Raw data below:

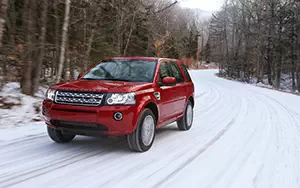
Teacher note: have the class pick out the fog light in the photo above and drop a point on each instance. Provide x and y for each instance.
(118, 116)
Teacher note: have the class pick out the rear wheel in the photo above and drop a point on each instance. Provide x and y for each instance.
(185, 123)
(58, 136)
(142, 138)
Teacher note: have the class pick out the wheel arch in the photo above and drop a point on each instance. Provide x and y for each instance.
(153, 107)
(192, 100)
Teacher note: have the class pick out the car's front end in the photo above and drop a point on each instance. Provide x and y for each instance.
(90, 113)
(95, 105)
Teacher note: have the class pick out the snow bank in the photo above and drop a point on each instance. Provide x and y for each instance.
(17, 109)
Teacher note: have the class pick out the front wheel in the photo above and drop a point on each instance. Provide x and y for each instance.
(58, 136)
(142, 138)
(185, 123)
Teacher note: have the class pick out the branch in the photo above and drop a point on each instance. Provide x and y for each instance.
(167, 7)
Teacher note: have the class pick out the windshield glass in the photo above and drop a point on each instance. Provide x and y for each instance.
(123, 70)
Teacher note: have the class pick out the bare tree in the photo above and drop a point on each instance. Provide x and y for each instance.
(63, 40)
(3, 9)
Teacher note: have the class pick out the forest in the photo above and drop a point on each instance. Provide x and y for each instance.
(46, 41)
(258, 39)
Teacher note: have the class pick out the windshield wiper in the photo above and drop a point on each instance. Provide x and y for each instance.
(118, 79)
(89, 79)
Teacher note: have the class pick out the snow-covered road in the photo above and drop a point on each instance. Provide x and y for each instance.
(243, 136)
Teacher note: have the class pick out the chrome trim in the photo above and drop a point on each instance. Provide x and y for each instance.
(78, 98)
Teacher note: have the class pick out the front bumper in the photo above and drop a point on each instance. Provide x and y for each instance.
(92, 121)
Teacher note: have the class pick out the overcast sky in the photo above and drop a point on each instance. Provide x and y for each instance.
(206, 5)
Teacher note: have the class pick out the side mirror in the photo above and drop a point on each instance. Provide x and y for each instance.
(168, 81)
(79, 76)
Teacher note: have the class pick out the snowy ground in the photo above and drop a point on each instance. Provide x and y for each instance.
(16, 109)
(243, 136)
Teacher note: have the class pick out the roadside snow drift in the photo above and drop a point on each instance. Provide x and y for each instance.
(243, 136)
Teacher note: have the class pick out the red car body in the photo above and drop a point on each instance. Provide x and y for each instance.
(168, 107)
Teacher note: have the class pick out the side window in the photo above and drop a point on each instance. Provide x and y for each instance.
(176, 72)
(164, 71)
(186, 72)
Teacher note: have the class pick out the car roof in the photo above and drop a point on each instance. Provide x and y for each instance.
(142, 58)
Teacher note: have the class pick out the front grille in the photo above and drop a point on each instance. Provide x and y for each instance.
(78, 125)
(78, 98)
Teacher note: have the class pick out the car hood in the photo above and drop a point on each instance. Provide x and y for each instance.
(102, 86)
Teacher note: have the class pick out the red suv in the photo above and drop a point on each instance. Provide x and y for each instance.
(129, 96)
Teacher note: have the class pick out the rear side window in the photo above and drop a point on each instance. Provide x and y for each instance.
(176, 72)
(186, 72)
(164, 71)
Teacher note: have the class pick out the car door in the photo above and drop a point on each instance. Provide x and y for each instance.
(179, 90)
(166, 102)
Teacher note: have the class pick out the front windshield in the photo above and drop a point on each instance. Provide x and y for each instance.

End of Raw data.

> _Work order_: Your copy should match the records above word for word, but without images.

> _Output_:
Teacher note: have the class pick out the fog light in the photo above and drop a point on each instance. Provide x and y for each instance.
(118, 116)
Teacher note: have the class pick out the rear wheel in the photo above and drop a point on each instance. Provide x and y for each instance.
(185, 123)
(58, 136)
(142, 138)
Teacher note: have the class pick out the wheel arch in the photo above and drop a point on each instance. Provide x and y for each instance.
(153, 107)
(192, 100)
Teacher note: have the class pick out the car's front end in the photo above and drop a point on each instance. Provide x and y for each instance.
(90, 113)
(95, 105)
Teacher note: have the class pick out the snow bank in the photo above and drop a point on each instance. Provide x and y for each instance.
(17, 109)
Teacher note: have the class pick out the front wheel in the photo above and drop a point on each instance. Provide x and y for each instance.
(58, 136)
(142, 138)
(185, 123)
Teacher note: have the class pick out the branch in the photo above and drop a point on each instance. Provide x and y for each instance.
(167, 7)
Teacher note: have the class pick out the windshield glass in the photo above and drop a point on each instance. Provide x and y for each instance.
(123, 70)
Teacher note: have the class pick out the bare tree in the photo above and drop a point on each instance. Provide x and y for each instance.
(63, 40)
(3, 9)
Teacher note: have the class pick out the forest in the photo above and drop a point on each instance. Provide x and y for each instance.
(46, 41)
(258, 39)
Teacher note: have the class pick out the windshield wiper in the photo above and drop a point on each instance. Provide x and y for each instance.
(118, 79)
(89, 79)
Teacher note: have the class pick out the snow-covered road in the photo above and drop a point on each instance. Provide x and y for each instance.
(243, 136)
Teacher note: have the class pick out the chrome trim in the photo above and drop a point on each instance. Provide x and y for each instance.
(78, 98)
Teacher note: have the class pick out the front bumper in the photo above and drop a point on each instance. Provide x and y for each instance.
(92, 121)
Teacher note: have the class pick out the overcast sky in the photo above and drop a point on each instance. Provide x and y for each instance.
(206, 5)
Teacher note: have the class pick out the side mirror in the photo above and drop a point on each instance. Provide x and y for each instance.
(168, 81)
(79, 76)
Teacher note: have the class pick out the snowy ground in the photo above and drop a point on each instance. Provide x and y for each instance.
(16, 109)
(243, 136)
Teacher note: have the class pick out the roadside snow drift in the photo above and drop a point on each instance. Provide x and y for each instance.
(243, 136)
Teacher note: have the class pick out the red car body in the photo above and drop a point on each instance. Provide x and y for each instance.
(168, 107)
Teacher note: have the class pick out the side window in the photo above and drop a point on each instance. Provide x and y for each instance.
(176, 72)
(164, 71)
(186, 72)
Teacher note: have the class pick out the car roof in the photo above and drop a point on each instance. Provide x and y for each instance.
(142, 58)
Teacher note: have the class pick out the front grille in the photo above and drop a point on each instance. Provide x and y for each instance.
(78, 125)
(78, 98)
Teacher note: have the class pick out the car hood in the photo above and drop a point on each instance. Provide x and y for each instance.
(102, 86)
Teacher note: have the class pick out the red suv in the photo above and drop a point on each instance. Provide x and y for each instance.
(129, 96)
Teacher note: have the class pick out the rear side window in the photo above and drop a point on each instance. Provide x and y for each instance.
(176, 72)
(186, 72)
(164, 71)
Teacher note: have the class pick out the car door in the photo above and drop a point on each instance. Provide x and y for each instance.
(179, 90)
(166, 102)
Teacher note: have the class pick out the front windshield in the photo above and drop a point on each instance. Provide x and y for each instance.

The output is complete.